▶ Aim: Format the material below as a two-column CSV with the headers "prompt" and "response", one row per request. Put each request's text and its answer in a single quoted field, and replace any line breaks with spaces.

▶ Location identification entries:
--------------------------------

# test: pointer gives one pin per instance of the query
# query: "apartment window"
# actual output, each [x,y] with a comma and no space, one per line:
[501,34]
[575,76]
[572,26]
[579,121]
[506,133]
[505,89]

--------------------------------

▶ Answer to this task:
prompt,response
"# test: pointer gives one pin per instance of the query # query: ""apartment window"" # actual output, each [x,y] with a comma and no space, one per line:","[501,34] [575,76] [572,26] [579,121] [506,133] [505,89]"